Directions: Write out, word for word, the portion of the Whisper-AT experiment notes that opens with "1.5 Best Whisper" and closes with "1280] for Whisper-Large.".
━━ Provided passage
To facilitate reproduction, we release the ESC-50 features used for experiments [here].

1.2 Noise-Robust ASR Experiment (Figure 1 (upper))

This part of code is [here] and [here].

  • We first add ESC-50 noises to a small subset of Librispeech. Specifically, 40 clean Librispeech clean samples are used, and we add each of the 50 class ESC-50 sounds (each ESC-50 class also has 40 samples) to each of the clean sample (40*50=2000 samples for each SNR). We tested SNR from -20dB to 20dB.
  • We then transcribe these noise speech samples using various ASR model and report WER.

1.3 ESC-50 Sound Classification Experiment (Figure 1 (lower))

This part of code is [here] and [here].

  • We first extract representation of various ASR models of all layers and pool over the time dimension.
  • We then add a linear layer on top of the representations and report ESC-50 sound event classification accuracy. Note: no speech is mixed in this experiment.

1.4 Class-wise Noise-Robust ASR Experiment (Figure 2)

This part of code is [here].

We use the same noise augmentation and ESC-50 sound classification methods as above. But now to class-wise analysis. Note for each noise class, the test speech samples are same, which makes a fair comparison.

1.5 Best Whisper encoder layer for each sound class (Figure 3)

This part of code is [here].


Part 2. Whisper-AT Training

2.1 Whisper Feature Extraction

We save all features to disk and train TL-TR on top of it. This saves GPU usage but adds i/o cost. Please see 1.1 for how to extract feature. No matter which method you use, the representation must be in shape of [num_layer, 25, representation_dim], e.g., [32, 25, 1280] for Whisper-Large.

2.2 Time and Layer-wise Transformer (TL-TR) Model

The model code is [here].
━━━━
━━ Record extracts
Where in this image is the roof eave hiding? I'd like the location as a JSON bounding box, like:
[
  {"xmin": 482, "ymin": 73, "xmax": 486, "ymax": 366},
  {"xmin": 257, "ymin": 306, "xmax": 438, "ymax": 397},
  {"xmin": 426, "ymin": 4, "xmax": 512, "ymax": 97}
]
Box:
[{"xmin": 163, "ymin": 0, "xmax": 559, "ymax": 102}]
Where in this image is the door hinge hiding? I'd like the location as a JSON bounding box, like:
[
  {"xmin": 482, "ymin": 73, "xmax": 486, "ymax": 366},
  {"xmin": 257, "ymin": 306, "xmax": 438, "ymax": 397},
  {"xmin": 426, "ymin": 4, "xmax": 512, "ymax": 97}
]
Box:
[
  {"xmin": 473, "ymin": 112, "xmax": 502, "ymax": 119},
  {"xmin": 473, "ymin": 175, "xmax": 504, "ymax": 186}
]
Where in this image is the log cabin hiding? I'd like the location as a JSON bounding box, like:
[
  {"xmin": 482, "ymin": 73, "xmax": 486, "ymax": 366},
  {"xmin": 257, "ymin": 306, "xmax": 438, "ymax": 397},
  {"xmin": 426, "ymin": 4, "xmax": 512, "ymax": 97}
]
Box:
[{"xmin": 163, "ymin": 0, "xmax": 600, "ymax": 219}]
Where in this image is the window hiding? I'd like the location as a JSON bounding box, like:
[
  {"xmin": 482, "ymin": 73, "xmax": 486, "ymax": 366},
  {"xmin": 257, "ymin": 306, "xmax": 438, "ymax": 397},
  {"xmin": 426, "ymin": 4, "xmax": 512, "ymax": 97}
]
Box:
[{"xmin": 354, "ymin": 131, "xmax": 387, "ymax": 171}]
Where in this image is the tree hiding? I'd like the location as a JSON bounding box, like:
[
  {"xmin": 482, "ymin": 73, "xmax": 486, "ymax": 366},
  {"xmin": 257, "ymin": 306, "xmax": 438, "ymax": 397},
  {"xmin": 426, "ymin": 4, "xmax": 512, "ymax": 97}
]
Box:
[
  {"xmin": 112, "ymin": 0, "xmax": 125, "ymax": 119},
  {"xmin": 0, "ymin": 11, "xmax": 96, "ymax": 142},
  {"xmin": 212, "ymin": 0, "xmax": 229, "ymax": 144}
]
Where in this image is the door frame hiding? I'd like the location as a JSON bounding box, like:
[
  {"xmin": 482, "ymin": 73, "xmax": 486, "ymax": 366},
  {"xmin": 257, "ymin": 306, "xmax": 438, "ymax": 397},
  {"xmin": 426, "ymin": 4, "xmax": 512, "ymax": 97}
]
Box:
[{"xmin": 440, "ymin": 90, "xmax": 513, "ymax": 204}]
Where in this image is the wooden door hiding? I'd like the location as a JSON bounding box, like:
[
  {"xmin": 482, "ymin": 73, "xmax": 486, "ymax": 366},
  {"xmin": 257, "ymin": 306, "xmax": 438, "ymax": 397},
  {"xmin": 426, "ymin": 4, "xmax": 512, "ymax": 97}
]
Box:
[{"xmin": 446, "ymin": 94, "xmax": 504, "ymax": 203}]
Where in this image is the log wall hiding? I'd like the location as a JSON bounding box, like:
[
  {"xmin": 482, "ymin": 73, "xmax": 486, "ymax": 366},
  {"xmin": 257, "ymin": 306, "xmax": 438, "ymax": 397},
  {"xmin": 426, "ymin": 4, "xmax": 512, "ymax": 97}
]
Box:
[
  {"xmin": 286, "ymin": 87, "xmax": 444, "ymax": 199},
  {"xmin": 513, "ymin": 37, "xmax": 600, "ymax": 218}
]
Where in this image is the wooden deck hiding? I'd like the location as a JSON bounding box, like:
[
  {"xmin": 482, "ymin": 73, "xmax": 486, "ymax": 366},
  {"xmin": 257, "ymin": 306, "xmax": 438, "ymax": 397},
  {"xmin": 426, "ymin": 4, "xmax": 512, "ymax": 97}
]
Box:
━━━━
Answer section:
1.5 Best Whisper encoder layer for each sound class (Figure 3)

This part of code is [here].


Part 2. Whisper-AT Training

2.1 Whisper Feature Extraction

We save all features to disk and train TL-TR on top of it. This saves GPU usage but adds i/o cost. Please see 1.1 for how to extract feature. No matter which method you use, the representation must be in shape of [num_layer, 25, representation_dim], e.g., [32, 25, 1280] for Whisper-Large.